## [Task to carry out]
Locate the line containing "[locate] dormer window", then please write out that line and all the lines below it in the entries exactly.

## [Records]
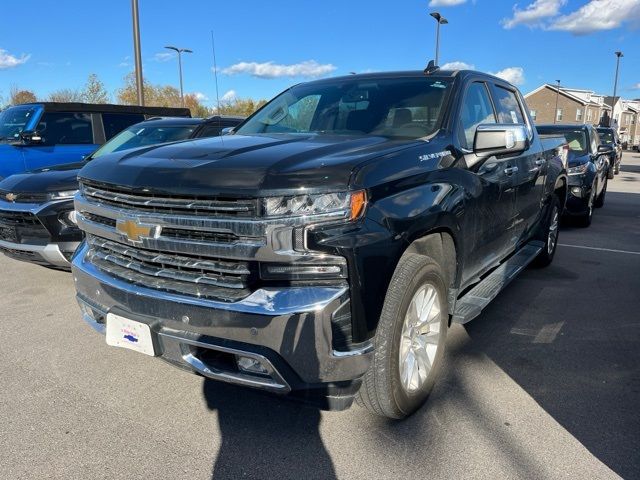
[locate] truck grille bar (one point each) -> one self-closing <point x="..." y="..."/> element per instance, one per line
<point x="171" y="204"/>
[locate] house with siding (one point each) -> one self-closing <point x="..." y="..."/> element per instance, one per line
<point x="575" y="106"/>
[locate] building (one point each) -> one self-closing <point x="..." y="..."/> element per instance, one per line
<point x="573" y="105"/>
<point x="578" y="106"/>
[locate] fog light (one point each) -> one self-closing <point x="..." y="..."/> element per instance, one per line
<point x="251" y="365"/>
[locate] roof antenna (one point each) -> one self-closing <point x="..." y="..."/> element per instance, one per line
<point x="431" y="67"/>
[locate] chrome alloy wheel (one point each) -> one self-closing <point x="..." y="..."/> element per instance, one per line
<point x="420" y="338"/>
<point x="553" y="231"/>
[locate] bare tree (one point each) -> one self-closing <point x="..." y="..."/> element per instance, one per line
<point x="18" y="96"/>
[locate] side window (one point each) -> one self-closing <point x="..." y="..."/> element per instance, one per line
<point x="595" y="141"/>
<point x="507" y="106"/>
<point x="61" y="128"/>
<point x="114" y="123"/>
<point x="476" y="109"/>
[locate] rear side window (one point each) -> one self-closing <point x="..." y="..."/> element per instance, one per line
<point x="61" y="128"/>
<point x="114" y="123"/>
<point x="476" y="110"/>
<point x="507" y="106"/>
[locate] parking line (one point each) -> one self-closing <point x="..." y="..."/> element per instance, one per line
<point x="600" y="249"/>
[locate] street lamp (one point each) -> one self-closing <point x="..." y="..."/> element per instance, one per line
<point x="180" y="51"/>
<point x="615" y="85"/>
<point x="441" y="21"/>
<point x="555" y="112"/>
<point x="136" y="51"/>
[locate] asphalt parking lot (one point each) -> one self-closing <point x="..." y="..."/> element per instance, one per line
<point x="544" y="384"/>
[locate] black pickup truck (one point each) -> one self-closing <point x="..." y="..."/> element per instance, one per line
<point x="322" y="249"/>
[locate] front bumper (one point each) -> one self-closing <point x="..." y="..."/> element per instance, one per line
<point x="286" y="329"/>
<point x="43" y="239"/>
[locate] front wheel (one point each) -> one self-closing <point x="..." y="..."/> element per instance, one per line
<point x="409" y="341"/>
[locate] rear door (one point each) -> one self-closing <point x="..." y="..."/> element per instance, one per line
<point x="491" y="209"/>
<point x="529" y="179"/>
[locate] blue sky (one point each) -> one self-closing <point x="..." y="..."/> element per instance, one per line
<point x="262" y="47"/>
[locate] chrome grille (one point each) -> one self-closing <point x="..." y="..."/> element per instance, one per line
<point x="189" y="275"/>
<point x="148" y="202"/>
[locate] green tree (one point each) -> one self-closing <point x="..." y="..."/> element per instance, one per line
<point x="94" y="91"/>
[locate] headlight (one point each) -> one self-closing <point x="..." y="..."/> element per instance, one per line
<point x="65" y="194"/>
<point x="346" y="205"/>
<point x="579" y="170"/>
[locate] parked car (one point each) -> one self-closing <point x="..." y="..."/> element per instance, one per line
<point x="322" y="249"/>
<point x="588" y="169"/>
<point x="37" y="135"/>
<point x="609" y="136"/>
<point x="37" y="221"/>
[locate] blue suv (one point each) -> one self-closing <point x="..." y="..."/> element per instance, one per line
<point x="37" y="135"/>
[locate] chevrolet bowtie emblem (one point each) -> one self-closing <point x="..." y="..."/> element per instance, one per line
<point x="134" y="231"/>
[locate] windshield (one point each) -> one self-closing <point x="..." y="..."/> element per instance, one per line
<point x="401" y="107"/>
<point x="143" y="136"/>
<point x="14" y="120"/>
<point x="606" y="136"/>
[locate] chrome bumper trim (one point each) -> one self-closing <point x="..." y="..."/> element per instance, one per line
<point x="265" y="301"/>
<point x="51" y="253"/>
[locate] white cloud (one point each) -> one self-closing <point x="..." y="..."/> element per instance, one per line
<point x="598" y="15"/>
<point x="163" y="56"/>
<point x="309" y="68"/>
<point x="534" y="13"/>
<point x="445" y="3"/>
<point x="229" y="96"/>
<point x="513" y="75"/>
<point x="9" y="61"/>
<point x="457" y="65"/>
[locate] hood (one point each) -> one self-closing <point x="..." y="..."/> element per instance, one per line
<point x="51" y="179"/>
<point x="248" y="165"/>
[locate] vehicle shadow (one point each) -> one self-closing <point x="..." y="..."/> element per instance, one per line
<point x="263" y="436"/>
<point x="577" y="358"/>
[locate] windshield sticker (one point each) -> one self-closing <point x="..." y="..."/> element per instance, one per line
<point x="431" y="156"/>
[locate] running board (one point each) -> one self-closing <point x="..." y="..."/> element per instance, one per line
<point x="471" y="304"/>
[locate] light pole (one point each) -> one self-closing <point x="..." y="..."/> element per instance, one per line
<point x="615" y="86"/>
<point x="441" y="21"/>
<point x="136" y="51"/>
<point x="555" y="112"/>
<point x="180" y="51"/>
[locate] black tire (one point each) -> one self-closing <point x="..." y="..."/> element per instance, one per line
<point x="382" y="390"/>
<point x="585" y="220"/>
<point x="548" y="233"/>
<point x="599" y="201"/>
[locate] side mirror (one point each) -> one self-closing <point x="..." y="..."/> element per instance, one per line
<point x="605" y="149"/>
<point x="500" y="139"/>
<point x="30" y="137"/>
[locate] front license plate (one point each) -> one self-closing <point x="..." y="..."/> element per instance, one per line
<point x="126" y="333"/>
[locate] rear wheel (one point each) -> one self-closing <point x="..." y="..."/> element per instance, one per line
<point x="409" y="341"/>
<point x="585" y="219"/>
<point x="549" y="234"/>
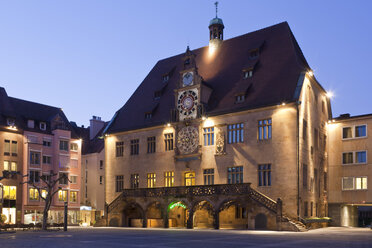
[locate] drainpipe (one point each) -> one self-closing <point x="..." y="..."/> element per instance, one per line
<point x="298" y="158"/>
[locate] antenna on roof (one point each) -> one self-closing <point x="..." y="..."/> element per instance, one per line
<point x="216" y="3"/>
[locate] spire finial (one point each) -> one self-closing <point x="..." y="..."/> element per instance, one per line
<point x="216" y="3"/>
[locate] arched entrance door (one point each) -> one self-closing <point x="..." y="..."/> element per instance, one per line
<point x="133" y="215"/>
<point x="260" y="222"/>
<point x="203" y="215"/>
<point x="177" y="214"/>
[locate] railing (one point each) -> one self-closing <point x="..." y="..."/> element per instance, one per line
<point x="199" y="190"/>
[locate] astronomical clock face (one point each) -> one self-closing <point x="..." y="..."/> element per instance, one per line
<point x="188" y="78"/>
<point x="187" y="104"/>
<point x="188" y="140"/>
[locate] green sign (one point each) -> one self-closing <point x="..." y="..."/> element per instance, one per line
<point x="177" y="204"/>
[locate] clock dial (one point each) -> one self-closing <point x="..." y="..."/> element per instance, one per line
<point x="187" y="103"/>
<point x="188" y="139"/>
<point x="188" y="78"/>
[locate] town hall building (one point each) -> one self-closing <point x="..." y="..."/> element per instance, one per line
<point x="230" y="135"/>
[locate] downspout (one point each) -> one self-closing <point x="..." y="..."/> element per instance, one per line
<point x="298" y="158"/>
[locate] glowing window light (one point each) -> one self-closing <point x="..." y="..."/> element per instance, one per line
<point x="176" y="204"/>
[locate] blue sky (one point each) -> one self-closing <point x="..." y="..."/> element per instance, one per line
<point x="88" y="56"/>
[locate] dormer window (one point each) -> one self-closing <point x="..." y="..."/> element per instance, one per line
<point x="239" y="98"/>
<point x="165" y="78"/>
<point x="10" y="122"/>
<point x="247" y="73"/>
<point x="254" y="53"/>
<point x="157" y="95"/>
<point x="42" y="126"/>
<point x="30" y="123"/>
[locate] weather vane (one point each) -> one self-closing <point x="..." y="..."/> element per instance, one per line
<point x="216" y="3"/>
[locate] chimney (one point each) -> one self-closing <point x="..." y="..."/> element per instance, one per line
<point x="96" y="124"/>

## [Answer]
[locate] dormer window (one point each) -> one self-closing <point x="..." y="..."/> element per instance, one per line
<point x="239" y="98"/>
<point x="165" y="78"/>
<point x="10" y="122"/>
<point x="247" y="73"/>
<point x="254" y="53"/>
<point x="157" y="95"/>
<point x="42" y="126"/>
<point x="30" y="123"/>
[locate] weather vane (one point each) -> one self-closing <point x="..." y="..."/> element per instance, one per line
<point x="216" y="3"/>
[locate] chimney (one point each) -> one self-closing <point x="..." y="..."/> element per instance, one per line
<point x="96" y="124"/>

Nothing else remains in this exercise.